▶ _WRITTEN EXERCISE_
Repeat word for word the passage of the Manhattan board game review below that runs from "The game actually" up to and including "love being wrong.".
··· DOCUMENT SEGMENT ···
Manhattan Review

Where Manhattan shines is in delivering play that lights up every single session. Here we have a game that taps into the vein of why most of us start playing board games in the first place, this is fun in the purest most undiluted sense.

Every once in a while a board game comes along that instantly sparks a little magic from the moment it lands upon the table. It’s like a little wave of knowing washes over you when, having devoured a beautifully short and succinct rule book, the first steps of play glide by and a smile flickers upon your lips. After a few days in the company of Manhattan, I’m beaming like the Cheshire cat that got the cream.

Manhattan is a game that offers players the chance to step into the well-polished shoes of the city planner. But, rather than focusing on the little nooks and crannies of the typical cityscape, these planners are thinking big, skyscraper big! Manhattan is all about having the most impressive erection…wait, the most impressive, cloud kissing building. Up to four players send their strategic minds into a battle for the skylines of the world, and it is absolutely wonderful from start to finish.

The game actually first released to high acclaim all the way back in 1994, but thanks to a facelift last year, Manhattan has once again drawn the spotlight. And now, having spent some time completely in awe at its brilliantly addictive play, I thank all the gods that this one has finally come to my attention. The game feels like a perfect companion to another favourite at our table, Ticket to Ride. This is somewhat interesting as Manhattan precedes the train track laying epic by a cool ten years, and also because Ticket to Ride was another game that I really didn’t think would appeal to me, much like my initial approach to Manhattan. You see, at first the idea of some competitive skyscraper construction sounded a little, well, boring. I do love being wrong.
··· DATA PROVIDED ···
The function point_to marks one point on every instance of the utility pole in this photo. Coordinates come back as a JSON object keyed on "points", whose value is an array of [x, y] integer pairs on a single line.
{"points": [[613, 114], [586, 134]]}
···
▶ _EXERCISE RESPONSE_
The game actually first released to high acclaim all the way back in 1994, but thanks to a facelift last year, Manhattan has once again drawn the spotlight. And now, having spent some time completely in awe at its brilliantly addictive play, I thank all the gods that this one has finally come to my attention. The game feels like a perfect companion to another favourite at our table, Ticket to Ride. This is somewhat interesting as Manhattan precedes the train track laying epic by a cool ten years, and also because Ticket to Ride was another game that I really didn’t think would appeal to me, much like my initial approach to Manhattan. You see, at first the idea of some competitive skyscraper construction sounded a little, well, boring. I do love being wrong.